Write out the material below line for line, from its first line up to and including the line containing "Give the mask", changing nothing.

(Rows from a segmentation dataset)
- - - -
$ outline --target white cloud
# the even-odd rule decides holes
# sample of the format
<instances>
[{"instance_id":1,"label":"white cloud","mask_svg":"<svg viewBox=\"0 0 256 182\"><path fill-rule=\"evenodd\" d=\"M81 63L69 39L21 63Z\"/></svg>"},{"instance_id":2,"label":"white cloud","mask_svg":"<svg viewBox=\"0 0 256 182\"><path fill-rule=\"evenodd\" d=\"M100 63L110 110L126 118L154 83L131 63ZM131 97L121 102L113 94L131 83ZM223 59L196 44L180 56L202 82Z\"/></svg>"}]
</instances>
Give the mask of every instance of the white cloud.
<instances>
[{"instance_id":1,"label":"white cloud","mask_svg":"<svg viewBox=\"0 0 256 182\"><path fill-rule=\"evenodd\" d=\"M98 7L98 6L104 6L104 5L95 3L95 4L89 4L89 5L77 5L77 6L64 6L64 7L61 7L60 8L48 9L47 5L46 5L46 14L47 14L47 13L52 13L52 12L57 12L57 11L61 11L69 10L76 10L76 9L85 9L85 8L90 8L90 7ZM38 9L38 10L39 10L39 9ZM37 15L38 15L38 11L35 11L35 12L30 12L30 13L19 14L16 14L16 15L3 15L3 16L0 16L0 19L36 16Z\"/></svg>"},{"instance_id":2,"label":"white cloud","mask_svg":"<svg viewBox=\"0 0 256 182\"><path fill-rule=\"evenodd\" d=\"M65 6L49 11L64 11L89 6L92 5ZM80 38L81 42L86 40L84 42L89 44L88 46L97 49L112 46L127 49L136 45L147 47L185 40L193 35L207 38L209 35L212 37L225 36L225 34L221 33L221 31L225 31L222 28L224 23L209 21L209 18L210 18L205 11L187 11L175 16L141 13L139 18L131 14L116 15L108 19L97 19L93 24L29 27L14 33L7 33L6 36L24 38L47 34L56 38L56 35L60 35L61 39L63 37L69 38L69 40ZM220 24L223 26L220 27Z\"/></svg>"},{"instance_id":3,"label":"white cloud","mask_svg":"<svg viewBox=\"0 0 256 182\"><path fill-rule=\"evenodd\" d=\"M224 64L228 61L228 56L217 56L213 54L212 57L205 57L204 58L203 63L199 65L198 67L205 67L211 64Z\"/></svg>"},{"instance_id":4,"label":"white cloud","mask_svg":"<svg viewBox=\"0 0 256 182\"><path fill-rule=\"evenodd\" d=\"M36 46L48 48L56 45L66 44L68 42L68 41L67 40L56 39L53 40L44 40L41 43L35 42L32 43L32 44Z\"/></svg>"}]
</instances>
- - - -
Answer
$ outline --target white cloud
# the even-odd rule decides holes
# sample of the format
<instances>
[{"instance_id":1,"label":"white cloud","mask_svg":"<svg viewBox=\"0 0 256 182\"><path fill-rule=\"evenodd\" d=\"M81 63L69 39L21 63Z\"/></svg>"},{"instance_id":2,"label":"white cloud","mask_svg":"<svg viewBox=\"0 0 256 182\"><path fill-rule=\"evenodd\" d=\"M100 63L110 110L126 118L154 83L131 63ZM131 97L121 102L113 94L131 83ZM223 59L196 44L180 56L202 82Z\"/></svg>"}]
</instances>
Give the mask of every instance of the white cloud.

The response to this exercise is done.